# Exercices à traiter:
• 1. Traduisez en anglais cette phrase du texte sur les droits antidumping visant les bicyclettes : « Au terme de cette enquête, le Conseil a adopté, le 29 mai 2013, le règlement litigieux. »
• 2. Rédigez, s'il vous plaît, la suite du texte sur les droits antidumping visant les bicyclettes, à partir de sa dernière phrase.

=== Extrait de texte ===

Ces exemptions sont accordées par une décision de la Commission après consultation du comité consultatif ou par une décision du Conseil qui impose des mesures et restent applicables pendant la période et dans les conditions qui y sont mentionnées.

[...] »

5 L’article 18, paragraphe 1, de ce règlement prévoyait :

« Lorsqu’une partie intéressée refuse l’accès aux informations nécessaires ou ne les fournit pas dans les délais prévus par le présent règlement ou fait obstacle de façon significative à l’enquête, des conclusions préliminaires ou finales, positives ou négatives, peuvent être établies sur la base des données disponibles. [...] »

Les règlements antidumping relatifs aux bicyclettes et le règlement litigieux

6 Au cours de l’année 1993, le Conseil de l’Union européenne a institué un droit antidumping définitif de 30,6 % sur les importations dans l’Union de bicyclettes originaires de Chine. Par la suite, ce droit a été maintenu au même niveau. Au cours de l’année 2005, ledit droit a été relevé à un taux de 48,5 %. Il a été maintenu à ce dernier niveau par le règlement d’exécution (UE) no 990/2011 du Conseil, du 3 octobre 2011, instituant un droit antidumping définitif sur les importations de bicyclettes originaires de la République populaire de Chine à l’issue d’un réexamen au titre de l’expiration des mesures effectué en vertu de l’article 11, paragraphe 2, du règlement (CE) no 1225/2009 (JO 2011, L 261, p. 2).

7 Saisie d’une demande, la Commission a adopté, le 25 septembre 2012, le règlement (UE) no 875/2012 ouvrant une enquête concernant l’éventuel contournement des mesures antidumping instituées par le règlement d’exécution no 990/2011 par des importations de bicyclettes expédiées d’Indonésie, de la Malaisie, du Sri Lanka et de la Tunisie, qu’elles aient ou non été déclarées originaires de l’Indonésie, de la Malaisie, du Sri Lanka et de la Tunisie, et soumettant ces importations à enregistrement (JO 2012, L 258, p. 21).

8 Au terme de cette enquête, le Conseil a adopté, le 29 mai 2013, le règlement litigieux.

9 Il ressort du considérant 22 de ce règlement que la Commission a procédé à des visites de vérification sur place auprès de six sociétés sri-lankaises, parmi lesquelles figurait Kelani Cycles.

=== Données extraites ===

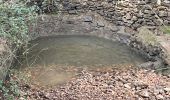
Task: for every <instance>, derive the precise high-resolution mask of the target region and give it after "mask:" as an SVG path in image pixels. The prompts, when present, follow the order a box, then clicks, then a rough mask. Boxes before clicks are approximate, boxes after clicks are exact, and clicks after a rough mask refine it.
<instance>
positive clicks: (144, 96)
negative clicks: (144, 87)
mask: <svg viewBox="0 0 170 100" xmlns="http://www.w3.org/2000/svg"><path fill="white" fill-rule="evenodd" d="M139 95H140V96H141V97H144V98H149V92H148V91H147V90H143V91H141V92H139Z"/></svg>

===

# Réponses par item:
• 1. At the end of that investigation, the Council adopted the contested regulation on May 29, 2013.

• 2.
10 Aux considérants 35 à 42 dudit règlement, le Conseil a indiqué, en substance, s’agissant du degré de coopération des sociétés sri-lankaises, que, parmi les six sociétés sri-lankaises ayant introduit une demande d’exemption au titre de l’article 13, paragraphe 4, du règlement de base, seules trois ont été considérées comme ayant coopéré. Pour ces trois sociétés, l’une ayant retiré sa demande d’exemption et les deux autres n’ayant pas coopéré de manière satisfaisante, les conclusions ont été fondées sur les données disponibles, conformément à l’article 18 du règlement de base.

11 Au considérant 58 du règlement litigieux, le Conseil a conclu à l’existence d’une modification de la configuration des échanges entre le Sri Lanka et l’Union, au sens de l’article 13, paragraphe 1, du règlement de base.

12 Aux considérants 77 à 82 du règlement litigieux, le Conseil a analysé la nature des pratiques de contournement à l’origine de cette modification de la configuration des échanges entre ce pays tiers et l’Union.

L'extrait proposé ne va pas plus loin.